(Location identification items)

# # # #

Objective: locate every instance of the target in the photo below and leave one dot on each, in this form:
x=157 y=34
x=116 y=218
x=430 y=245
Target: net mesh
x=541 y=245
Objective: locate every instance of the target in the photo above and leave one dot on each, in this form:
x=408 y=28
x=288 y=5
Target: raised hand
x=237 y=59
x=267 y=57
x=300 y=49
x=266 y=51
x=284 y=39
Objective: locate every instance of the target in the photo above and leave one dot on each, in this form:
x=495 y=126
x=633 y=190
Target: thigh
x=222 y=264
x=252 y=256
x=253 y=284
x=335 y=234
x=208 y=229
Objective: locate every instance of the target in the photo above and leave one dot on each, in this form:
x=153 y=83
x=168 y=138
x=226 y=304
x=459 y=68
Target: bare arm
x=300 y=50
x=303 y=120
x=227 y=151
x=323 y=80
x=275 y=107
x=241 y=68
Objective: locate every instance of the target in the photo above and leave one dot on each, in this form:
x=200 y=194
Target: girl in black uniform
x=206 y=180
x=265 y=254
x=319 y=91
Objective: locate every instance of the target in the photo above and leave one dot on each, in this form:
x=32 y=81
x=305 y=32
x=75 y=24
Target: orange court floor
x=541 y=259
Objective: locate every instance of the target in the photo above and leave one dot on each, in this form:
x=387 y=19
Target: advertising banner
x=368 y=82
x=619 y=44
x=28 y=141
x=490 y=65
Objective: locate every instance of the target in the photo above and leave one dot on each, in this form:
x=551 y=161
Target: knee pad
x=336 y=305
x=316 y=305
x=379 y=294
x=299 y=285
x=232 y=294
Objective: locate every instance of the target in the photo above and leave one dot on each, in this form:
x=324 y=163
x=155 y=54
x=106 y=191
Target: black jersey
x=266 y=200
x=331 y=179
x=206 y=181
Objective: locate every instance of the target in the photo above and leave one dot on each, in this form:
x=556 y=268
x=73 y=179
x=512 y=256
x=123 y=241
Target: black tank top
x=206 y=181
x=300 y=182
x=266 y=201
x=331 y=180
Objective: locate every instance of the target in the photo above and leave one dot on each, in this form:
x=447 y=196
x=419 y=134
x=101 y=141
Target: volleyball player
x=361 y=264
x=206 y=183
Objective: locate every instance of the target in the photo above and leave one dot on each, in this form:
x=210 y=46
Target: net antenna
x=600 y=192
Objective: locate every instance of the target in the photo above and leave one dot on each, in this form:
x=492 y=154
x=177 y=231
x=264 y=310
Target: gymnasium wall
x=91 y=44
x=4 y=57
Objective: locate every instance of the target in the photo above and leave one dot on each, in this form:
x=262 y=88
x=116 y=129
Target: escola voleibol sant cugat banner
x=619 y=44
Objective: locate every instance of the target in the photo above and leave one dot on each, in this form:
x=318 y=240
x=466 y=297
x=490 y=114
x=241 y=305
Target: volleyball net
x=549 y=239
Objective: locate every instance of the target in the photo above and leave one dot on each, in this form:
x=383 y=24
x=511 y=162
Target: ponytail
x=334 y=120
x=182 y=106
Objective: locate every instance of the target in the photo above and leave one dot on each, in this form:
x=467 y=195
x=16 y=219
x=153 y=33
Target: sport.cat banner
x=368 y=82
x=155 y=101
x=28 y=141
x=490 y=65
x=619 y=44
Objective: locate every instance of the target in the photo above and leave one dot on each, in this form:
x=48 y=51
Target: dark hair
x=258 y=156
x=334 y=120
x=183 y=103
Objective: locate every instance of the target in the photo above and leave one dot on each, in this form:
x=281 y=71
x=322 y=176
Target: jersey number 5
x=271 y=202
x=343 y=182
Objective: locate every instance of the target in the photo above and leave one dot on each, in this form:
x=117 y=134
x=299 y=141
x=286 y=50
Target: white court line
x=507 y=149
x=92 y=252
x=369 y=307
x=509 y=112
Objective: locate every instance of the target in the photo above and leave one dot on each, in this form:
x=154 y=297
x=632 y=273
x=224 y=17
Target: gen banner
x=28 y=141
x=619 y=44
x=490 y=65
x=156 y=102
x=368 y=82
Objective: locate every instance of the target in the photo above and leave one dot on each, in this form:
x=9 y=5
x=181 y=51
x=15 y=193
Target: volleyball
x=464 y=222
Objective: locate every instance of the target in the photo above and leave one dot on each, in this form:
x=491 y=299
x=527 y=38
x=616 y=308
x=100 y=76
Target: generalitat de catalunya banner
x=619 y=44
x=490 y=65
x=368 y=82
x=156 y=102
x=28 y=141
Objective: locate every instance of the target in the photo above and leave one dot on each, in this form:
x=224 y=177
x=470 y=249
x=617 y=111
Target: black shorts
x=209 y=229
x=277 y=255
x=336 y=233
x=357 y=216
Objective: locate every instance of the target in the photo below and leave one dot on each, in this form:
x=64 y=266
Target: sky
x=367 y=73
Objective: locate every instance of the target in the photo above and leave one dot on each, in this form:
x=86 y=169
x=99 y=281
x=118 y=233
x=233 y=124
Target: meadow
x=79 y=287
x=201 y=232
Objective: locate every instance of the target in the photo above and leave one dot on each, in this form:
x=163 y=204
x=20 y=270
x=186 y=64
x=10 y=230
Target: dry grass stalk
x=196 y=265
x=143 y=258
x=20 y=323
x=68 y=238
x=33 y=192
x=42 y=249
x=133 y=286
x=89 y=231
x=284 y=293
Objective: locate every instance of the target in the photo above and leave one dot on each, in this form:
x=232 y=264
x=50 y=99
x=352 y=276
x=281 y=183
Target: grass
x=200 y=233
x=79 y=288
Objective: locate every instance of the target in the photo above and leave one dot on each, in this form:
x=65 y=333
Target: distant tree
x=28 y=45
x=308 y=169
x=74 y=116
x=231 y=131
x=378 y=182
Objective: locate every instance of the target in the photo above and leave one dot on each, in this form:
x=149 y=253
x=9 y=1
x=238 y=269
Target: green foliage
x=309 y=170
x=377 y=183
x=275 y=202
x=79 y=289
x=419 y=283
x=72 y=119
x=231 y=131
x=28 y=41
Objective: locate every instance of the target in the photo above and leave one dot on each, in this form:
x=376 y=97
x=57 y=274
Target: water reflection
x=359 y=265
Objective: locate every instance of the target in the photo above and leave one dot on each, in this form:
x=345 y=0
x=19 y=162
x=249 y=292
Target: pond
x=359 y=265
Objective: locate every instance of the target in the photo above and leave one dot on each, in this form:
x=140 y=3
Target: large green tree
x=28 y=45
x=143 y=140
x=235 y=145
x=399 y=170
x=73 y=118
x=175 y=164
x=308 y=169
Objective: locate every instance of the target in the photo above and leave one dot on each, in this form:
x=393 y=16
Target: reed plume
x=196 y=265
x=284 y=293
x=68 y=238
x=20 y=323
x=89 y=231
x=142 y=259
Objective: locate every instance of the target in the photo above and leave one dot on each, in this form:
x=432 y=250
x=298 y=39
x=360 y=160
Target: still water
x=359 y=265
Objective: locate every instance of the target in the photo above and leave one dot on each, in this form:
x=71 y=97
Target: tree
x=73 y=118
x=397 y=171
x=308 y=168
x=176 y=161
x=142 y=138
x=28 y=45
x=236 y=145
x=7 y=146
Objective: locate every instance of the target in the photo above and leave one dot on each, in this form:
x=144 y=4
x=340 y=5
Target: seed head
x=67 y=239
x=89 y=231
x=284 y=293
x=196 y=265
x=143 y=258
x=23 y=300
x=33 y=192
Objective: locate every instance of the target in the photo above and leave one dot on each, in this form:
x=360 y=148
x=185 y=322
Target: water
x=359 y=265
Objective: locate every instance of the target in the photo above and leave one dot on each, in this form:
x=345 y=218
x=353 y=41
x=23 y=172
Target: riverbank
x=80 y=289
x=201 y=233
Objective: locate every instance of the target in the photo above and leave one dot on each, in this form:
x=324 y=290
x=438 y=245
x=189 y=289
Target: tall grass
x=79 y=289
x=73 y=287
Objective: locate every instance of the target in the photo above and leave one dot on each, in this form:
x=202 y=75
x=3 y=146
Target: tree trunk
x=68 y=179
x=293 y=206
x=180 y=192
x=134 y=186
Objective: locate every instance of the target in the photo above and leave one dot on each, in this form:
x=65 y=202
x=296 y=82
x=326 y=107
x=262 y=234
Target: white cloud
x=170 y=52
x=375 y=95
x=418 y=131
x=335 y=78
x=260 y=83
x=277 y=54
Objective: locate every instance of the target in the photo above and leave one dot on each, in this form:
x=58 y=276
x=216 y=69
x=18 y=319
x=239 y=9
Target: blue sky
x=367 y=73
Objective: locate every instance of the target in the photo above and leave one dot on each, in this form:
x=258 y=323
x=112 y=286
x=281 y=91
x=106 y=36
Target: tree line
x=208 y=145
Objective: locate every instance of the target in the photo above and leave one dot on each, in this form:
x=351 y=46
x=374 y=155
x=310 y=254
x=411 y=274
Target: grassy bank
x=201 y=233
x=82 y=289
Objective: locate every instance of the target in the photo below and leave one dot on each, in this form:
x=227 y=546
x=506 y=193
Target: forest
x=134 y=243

# # # #

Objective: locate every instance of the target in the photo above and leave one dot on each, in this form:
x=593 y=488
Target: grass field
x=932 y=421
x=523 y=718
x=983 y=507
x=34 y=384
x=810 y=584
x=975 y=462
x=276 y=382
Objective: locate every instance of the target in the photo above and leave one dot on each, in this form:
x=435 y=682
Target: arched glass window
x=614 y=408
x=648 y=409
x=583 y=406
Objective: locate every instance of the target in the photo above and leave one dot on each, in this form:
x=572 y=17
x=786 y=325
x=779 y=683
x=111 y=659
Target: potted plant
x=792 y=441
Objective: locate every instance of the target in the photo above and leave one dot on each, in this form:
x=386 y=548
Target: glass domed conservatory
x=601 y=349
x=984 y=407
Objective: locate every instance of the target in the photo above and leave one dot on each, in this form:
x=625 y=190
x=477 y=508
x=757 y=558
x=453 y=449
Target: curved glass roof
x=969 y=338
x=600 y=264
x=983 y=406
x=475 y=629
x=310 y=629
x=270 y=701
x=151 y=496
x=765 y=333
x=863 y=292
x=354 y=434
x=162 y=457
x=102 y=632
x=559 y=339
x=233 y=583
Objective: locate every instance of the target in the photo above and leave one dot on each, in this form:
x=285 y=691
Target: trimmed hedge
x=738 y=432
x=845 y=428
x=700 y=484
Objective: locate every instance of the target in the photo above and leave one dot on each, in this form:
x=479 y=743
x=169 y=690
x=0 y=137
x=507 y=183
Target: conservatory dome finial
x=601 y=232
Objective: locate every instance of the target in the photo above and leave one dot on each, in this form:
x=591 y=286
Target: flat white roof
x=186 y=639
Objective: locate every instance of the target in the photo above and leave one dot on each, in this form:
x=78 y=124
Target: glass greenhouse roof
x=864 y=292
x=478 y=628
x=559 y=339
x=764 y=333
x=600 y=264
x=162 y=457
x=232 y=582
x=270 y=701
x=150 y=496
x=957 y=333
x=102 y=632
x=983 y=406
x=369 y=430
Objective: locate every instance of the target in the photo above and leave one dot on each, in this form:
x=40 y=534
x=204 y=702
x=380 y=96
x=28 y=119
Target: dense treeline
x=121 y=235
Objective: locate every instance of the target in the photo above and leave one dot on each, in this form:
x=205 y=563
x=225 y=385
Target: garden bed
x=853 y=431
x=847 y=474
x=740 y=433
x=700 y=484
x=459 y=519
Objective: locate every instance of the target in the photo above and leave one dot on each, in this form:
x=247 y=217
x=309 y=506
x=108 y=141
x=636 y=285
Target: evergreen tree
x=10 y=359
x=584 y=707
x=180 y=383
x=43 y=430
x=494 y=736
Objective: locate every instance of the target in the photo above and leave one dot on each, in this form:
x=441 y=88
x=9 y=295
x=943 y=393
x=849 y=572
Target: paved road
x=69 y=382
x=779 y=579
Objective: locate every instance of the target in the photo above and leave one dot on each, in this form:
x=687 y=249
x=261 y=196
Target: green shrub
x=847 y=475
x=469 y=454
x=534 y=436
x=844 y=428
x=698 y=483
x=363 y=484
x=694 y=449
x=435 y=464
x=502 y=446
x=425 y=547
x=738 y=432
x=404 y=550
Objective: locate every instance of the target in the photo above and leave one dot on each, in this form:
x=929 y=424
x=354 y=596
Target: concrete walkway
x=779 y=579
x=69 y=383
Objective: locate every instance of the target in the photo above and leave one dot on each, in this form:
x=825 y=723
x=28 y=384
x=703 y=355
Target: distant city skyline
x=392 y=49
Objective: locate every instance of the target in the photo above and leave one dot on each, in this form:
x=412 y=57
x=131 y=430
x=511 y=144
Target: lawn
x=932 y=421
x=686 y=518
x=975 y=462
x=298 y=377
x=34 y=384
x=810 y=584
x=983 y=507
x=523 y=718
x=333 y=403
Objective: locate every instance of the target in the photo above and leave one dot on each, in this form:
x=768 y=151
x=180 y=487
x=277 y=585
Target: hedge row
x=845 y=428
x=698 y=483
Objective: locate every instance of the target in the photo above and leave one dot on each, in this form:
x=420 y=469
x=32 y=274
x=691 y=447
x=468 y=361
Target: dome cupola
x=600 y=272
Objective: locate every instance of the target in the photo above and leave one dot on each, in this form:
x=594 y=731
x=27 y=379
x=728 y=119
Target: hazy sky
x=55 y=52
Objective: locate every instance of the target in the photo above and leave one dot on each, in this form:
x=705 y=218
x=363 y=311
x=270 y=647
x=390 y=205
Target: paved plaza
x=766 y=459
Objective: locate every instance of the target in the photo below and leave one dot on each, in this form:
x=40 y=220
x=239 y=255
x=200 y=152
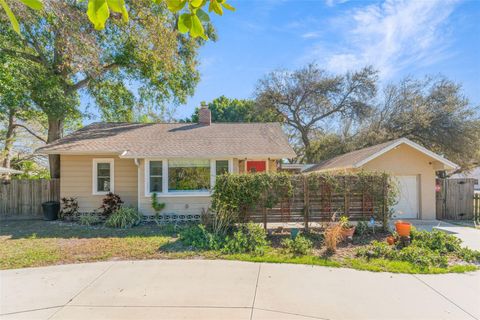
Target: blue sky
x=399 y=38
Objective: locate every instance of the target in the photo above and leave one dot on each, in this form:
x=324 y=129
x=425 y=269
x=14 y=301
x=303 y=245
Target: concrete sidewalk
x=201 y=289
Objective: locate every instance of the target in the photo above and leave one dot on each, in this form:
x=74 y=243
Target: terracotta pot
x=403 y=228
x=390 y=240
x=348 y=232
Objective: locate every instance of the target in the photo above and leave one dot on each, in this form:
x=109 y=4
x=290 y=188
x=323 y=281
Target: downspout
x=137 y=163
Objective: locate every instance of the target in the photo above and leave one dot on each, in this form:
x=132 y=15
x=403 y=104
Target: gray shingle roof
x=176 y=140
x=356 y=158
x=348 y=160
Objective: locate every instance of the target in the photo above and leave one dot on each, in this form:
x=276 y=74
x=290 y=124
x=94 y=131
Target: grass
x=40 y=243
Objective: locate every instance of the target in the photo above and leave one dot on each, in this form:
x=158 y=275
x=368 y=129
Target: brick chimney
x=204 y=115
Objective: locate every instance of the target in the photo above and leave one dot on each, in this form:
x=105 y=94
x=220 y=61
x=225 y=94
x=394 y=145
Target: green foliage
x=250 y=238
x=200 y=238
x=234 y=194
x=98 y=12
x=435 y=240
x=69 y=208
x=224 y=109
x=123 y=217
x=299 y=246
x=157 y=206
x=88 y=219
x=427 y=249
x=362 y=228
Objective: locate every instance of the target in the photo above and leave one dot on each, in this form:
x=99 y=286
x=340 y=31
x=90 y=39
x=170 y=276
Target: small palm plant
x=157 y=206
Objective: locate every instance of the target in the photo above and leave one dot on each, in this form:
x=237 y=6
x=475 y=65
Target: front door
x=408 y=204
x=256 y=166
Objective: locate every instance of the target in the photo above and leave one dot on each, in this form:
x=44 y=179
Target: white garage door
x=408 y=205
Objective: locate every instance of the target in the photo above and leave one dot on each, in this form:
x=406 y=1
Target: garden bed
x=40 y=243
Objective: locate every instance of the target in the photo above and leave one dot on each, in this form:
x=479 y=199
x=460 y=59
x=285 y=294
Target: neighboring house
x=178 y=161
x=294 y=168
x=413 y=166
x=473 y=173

# # # #

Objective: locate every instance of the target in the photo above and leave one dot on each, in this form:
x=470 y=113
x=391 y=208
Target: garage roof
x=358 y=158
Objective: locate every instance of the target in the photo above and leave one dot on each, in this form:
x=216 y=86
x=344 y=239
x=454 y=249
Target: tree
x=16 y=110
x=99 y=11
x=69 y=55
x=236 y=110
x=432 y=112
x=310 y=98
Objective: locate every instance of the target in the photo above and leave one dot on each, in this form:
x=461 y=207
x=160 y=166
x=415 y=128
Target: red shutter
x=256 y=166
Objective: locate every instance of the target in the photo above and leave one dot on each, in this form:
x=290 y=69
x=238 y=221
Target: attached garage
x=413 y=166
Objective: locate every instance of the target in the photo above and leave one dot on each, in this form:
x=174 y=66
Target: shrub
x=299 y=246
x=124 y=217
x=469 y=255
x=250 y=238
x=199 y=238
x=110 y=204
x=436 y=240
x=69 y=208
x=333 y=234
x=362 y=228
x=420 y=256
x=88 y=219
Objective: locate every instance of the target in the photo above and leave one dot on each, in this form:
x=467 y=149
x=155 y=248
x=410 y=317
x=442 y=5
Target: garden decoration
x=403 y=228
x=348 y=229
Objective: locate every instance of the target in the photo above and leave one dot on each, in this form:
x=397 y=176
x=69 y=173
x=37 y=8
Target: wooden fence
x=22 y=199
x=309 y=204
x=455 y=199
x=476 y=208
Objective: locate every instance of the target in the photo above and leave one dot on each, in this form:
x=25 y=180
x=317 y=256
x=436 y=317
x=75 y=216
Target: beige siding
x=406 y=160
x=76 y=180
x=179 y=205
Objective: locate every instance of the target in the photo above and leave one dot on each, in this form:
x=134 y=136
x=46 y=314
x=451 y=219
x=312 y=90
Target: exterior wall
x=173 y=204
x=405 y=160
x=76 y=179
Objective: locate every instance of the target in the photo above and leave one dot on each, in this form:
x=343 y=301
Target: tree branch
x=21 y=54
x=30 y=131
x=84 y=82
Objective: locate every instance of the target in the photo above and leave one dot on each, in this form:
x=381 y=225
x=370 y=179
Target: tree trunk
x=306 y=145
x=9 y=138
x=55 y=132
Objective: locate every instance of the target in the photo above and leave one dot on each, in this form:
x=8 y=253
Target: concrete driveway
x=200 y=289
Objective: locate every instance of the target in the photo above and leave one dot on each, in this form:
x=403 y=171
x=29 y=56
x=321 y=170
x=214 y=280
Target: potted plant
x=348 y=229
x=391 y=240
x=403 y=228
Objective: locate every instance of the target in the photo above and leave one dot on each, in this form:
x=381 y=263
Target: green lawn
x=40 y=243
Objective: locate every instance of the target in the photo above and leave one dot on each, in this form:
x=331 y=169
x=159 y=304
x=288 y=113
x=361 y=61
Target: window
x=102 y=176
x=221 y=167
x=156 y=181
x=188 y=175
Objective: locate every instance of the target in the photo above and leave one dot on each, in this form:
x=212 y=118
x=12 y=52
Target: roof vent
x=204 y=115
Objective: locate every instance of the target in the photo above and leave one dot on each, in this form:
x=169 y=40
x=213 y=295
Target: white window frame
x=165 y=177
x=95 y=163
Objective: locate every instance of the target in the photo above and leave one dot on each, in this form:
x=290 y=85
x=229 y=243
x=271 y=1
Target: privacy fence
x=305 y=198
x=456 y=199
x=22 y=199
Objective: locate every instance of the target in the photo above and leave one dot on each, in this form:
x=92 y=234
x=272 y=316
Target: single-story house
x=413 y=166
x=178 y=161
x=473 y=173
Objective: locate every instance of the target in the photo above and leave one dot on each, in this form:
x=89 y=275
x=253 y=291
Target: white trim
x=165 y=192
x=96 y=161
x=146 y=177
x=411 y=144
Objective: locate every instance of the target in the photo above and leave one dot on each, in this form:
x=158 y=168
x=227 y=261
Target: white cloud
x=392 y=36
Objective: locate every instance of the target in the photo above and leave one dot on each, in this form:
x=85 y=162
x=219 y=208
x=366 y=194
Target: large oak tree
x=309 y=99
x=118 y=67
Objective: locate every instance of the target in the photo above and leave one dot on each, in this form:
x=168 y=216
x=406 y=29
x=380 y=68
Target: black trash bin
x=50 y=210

# # # #

» **Task description**: Please gather each line in the records above that contains the word "water", and copy those lines out. Treat uppercase and lowercase as different.

» **Result**:
Target: water reflection
Target: still water
Target: water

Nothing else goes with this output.